» **Try it**:
Where a line holds the word "leaf", copy it from the records.
*** Opening Data records ***
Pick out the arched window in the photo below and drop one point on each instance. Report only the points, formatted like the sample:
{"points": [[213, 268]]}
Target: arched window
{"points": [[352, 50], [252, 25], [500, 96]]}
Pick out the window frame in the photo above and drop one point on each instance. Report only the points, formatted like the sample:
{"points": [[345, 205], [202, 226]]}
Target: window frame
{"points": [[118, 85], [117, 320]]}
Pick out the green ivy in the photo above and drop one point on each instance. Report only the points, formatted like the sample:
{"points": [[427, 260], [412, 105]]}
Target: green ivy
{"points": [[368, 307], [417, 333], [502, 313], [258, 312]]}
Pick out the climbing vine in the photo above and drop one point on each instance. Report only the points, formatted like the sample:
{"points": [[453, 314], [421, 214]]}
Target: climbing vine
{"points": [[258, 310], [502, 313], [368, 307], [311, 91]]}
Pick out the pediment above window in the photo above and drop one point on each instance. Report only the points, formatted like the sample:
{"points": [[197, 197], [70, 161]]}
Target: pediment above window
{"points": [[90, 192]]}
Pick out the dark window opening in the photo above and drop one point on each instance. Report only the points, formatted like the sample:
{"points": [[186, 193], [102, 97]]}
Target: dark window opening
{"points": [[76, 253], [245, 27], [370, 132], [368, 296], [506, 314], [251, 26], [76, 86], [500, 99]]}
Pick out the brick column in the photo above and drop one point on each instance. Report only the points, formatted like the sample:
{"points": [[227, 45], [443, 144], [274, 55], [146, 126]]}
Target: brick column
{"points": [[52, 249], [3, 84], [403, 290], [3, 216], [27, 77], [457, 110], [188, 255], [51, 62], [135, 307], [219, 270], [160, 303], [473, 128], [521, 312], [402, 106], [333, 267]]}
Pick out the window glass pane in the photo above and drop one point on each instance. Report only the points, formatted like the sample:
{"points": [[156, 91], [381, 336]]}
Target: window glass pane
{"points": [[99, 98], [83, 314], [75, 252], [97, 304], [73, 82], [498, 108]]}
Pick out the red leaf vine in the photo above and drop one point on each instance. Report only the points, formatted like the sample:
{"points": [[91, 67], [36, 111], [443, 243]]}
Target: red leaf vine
*** Closing Data records ***
» **Written response**:
Pick out the red leaf vine in the photo above and drop one point on each instance. Report only the points, formatted like the sample:
Target: red leaf vine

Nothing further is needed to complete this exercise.